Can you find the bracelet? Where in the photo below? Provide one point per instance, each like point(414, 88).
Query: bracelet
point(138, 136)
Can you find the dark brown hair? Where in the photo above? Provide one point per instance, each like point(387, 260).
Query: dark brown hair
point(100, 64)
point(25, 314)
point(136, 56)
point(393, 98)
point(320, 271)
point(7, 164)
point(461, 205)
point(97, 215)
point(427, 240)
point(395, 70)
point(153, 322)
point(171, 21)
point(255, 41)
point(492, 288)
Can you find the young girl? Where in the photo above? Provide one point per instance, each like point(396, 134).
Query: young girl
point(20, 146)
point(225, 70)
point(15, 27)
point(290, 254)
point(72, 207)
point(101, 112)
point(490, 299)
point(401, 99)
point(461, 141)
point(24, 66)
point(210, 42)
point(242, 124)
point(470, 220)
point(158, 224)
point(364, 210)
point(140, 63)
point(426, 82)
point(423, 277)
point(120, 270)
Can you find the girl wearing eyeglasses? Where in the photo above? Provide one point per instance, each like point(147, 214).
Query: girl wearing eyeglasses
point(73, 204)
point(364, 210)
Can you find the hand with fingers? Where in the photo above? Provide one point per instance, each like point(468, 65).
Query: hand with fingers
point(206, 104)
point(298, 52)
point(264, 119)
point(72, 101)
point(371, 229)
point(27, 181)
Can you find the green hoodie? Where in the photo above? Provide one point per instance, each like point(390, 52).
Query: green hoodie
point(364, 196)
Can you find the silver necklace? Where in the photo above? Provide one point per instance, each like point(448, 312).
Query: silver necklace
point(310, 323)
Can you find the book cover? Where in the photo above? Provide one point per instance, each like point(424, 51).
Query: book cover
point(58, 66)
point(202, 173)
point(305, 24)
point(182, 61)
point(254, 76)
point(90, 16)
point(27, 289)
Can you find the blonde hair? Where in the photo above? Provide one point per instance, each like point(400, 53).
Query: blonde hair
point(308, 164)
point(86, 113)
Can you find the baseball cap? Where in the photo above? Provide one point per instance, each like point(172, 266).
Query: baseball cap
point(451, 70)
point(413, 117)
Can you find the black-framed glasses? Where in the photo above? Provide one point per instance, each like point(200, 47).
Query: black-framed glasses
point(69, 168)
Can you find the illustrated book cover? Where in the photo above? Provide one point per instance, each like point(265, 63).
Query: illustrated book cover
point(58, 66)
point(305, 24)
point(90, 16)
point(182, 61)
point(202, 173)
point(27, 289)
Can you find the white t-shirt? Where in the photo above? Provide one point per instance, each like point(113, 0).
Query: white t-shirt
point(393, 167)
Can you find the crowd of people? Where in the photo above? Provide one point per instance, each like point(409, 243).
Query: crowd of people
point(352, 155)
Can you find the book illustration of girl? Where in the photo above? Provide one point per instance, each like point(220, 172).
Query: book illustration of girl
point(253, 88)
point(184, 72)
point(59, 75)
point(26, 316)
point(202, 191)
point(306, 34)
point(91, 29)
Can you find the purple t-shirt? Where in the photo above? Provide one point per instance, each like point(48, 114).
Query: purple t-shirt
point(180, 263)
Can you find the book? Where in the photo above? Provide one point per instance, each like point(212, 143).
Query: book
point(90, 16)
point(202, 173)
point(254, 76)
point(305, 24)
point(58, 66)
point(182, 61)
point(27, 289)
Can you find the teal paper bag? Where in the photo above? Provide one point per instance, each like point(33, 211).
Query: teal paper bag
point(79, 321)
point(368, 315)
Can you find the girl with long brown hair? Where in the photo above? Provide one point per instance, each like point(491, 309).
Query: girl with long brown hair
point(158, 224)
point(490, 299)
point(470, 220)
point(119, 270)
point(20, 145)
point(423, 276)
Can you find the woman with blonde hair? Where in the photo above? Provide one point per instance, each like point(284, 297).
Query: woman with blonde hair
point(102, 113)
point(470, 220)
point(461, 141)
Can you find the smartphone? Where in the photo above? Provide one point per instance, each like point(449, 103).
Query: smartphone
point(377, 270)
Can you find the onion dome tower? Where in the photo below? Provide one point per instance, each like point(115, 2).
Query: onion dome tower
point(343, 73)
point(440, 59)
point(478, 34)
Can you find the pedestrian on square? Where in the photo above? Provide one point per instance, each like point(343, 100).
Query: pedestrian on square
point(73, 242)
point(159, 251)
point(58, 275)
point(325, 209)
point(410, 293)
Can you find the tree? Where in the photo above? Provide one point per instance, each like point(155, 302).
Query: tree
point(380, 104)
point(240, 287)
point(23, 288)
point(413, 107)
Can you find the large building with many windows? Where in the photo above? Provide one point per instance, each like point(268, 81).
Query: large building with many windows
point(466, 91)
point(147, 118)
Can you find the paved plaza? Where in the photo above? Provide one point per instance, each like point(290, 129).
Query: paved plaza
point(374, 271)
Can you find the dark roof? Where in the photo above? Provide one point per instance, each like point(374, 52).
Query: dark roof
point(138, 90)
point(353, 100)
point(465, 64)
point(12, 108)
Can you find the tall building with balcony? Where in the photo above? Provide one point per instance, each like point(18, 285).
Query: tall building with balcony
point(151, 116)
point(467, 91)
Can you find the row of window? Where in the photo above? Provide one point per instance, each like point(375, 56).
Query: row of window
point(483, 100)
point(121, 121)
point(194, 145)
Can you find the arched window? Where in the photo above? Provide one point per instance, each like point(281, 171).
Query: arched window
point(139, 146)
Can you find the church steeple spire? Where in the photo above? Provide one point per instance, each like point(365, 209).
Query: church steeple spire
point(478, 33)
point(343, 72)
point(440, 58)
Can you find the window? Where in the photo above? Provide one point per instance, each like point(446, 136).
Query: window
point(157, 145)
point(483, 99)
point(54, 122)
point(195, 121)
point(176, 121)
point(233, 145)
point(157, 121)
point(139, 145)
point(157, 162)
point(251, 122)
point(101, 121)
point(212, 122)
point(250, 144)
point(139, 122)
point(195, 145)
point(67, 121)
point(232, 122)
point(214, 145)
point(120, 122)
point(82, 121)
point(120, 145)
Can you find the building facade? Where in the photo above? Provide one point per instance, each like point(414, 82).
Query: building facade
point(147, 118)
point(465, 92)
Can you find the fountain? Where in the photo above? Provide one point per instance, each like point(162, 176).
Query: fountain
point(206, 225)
#####
Given instruction: Copy every one of the lines above verbatim, from the first to the last, with no changes of any kind.

Task result:
Can you find the bracelet? Where in the photo below? Provide one point per instance, each like point(414, 88).
Query: bracelet
point(138, 136)
Can you find the dark brown hair? Where in the photo above? Provide one point per instance, each like point(387, 260).
Query: dark brown hair
point(100, 64)
point(25, 314)
point(136, 56)
point(393, 98)
point(320, 271)
point(7, 164)
point(461, 205)
point(97, 215)
point(427, 240)
point(395, 70)
point(153, 322)
point(171, 21)
point(255, 41)
point(492, 288)
Can you find the young girl? Where in the photo above? Provide one point per instance, each like point(396, 134).
Query: young girl
point(20, 146)
point(225, 70)
point(15, 27)
point(290, 254)
point(72, 207)
point(101, 112)
point(490, 299)
point(401, 99)
point(461, 141)
point(24, 66)
point(210, 42)
point(242, 124)
point(470, 220)
point(158, 224)
point(364, 210)
point(140, 63)
point(426, 82)
point(423, 277)
point(120, 270)
Can you find the girl wearing eyeglasses? Where in the photo above? Provide one point per instance, each like point(147, 214).
Query: girl wearing eyeglasses
point(73, 204)
point(364, 210)
Can you find the hand with fingers? Where in the photo above? Provide one point per instance, each like point(468, 65).
Query: hand with fingers
point(206, 104)
point(298, 52)
point(264, 119)
point(72, 101)
point(371, 229)
point(27, 181)
Can you find the green hoodie? Where in the photo above? Provide one point per instance, each like point(390, 52).
Query: green hoodie
point(364, 196)
Can you find the silver necklace? Where in the photo above? Provide one point per instance, each like point(448, 312).
Query: silver necklace
point(310, 323)
Can you find the book cover? Where in the photo above? Provide one point per instance, each like point(424, 51).
Query: book cover
point(58, 66)
point(202, 173)
point(305, 24)
point(182, 61)
point(254, 76)
point(90, 16)
point(27, 289)
Can you find the blonde hair? Where in the photo above? Provide one point per instance, each like point(400, 53).
Query: blonde hair
point(308, 164)
point(86, 113)
Can you find the baseball cap? Where in the photo above? Provide one point per instance, each like point(172, 266).
Query: baseball cap
point(451, 70)
point(413, 117)
Can you find the black-framed glasses? Where in the photo above? Provide one point per instance, each like point(200, 47).
Query: black-framed glasses
point(69, 168)
Can you find the illustrated book cover? Where in the photo above? Provide one point per instance, each like point(265, 63).
Query: illustrated book cover
point(58, 66)
point(305, 24)
point(90, 16)
point(182, 61)
point(202, 173)
point(27, 289)
Can you find the white t-shirt? Where in the photo above? Provide one point per instance, each like point(113, 0).
Query: white t-shirt
point(393, 167)
Can you find the crowd of people? Where in the photo above? Provide one point per instance, each like point(409, 243).
Query: crowd of people
point(352, 155)
Can you find the book illustration of girl? Where in the photo above? Provide one point per instance, each like point(220, 172).
Query: book illustration of girl
point(253, 88)
point(184, 72)
point(59, 75)
point(26, 316)
point(202, 191)
point(306, 34)
point(91, 29)
Can you find the purple t-shirt? Where in the photo above? Provide one point per instance, each like point(48, 114).
Query: purple t-shirt
point(180, 263)
Can you find the book? Where in the photo above? Provide one point per instance, each like point(212, 143).
Query: book
point(90, 16)
point(202, 173)
point(254, 76)
point(305, 24)
point(58, 66)
point(182, 61)
point(27, 289)
Can you find the teal paper bag? Where in the photo above? Provide one point per instance, each like point(33, 211).
Query: teal paper bag
point(79, 321)
point(368, 315)
Can you find the girl with long brown hair? Where in the photo above? Provide one point per instance, each like point(491, 309).
Query: girl with long brown hair
point(158, 224)
point(490, 299)
point(470, 220)
point(119, 270)
point(20, 145)
point(423, 276)
Can you find the woman with blonde hair? Where in the photo above? Provide one point per instance, each like point(284, 297).
Query: woman with blonde hair
point(102, 113)
point(470, 220)
point(461, 141)
Can you find the smartphone? Where in the photo above? Provide one point per instance, each like point(449, 103).
Query: smartphone
point(377, 270)
Can you find the onion dome tower? Where in the photo below? Provide one point per instance, each like point(115, 2).
Query: onion dome tower
point(343, 73)
point(440, 59)
point(478, 34)
Can you find the pedestrian on square? Where in the photo above? Provide one point per instance, each like point(343, 100).
Query: pedestrian on square
point(73, 242)
point(159, 251)
point(58, 275)
point(325, 209)
point(410, 293)
Can you find the tree? Where in the photo above? Provide one point per instance, each like point(155, 302).
Query: tree
point(380, 104)
point(240, 287)
point(23, 288)
point(413, 107)
Can you find the large building with many windows? Where in the photo above? Provide one point per instance, each like point(268, 81).
Query: large building with many windows
point(466, 91)
point(147, 118)
Can you find the paved plaza? Where in the photo above? Provide one point per instance, each like point(290, 129).
Query: paved plaza
point(374, 271)
Can you find the dark roof? Where in the photo above? Provide one point per instance, each like point(374, 52).
Query: dark roof
point(138, 90)
point(353, 100)
point(465, 64)
point(12, 108)
Can you find the tall building with balcony? Where in the photo above? Provide one point per instance, each like point(18, 285).
Query: tall building with balcony
point(151, 116)
point(467, 91)
Can you find the row of window? Where in the photo above? Provide one point per instance, each like point(375, 56).
Query: row of window
point(483, 100)
point(121, 121)
point(194, 145)
Can you find the arched window? Where in the photo above? Provide one point per instance, each like point(281, 171).
Query: arched window
point(139, 146)
Can you find the church steeple spire? Where in the photo above? Provide one point per instance, each like point(365, 209).
Query: church steeple spire
point(478, 33)
point(343, 72)
point(440, 58)
Can you find the window? Where in the photo above? Provide one point per instance, each like point(446, 136).
Query: window
point(157, 145)
point(483, 99)
point(54, 122)
point(195, 121)
point(176, 121)
point(233, 145)
point(157, 121)
point(139, 145)
point(157, 162)
point(251, 122)
point(101, 121)
point(212, 122)
point(250, 144)
point(139, 122)
point(195, 145)
point(67, 121)
point(232, 122)
point(214, 145)
point(120, 122)
point(82, 121)
point(120, 145)
Can you find the building facade? Where in the photo above? Provide one point per instance, each like point(414, 82).
Query: building facade
point(147, 118)
point(465, 92)
Can you find the fountain? Where in the photo above? Provide one point per instance, each like point(162, 176).
Query: fountain
point(206, 225)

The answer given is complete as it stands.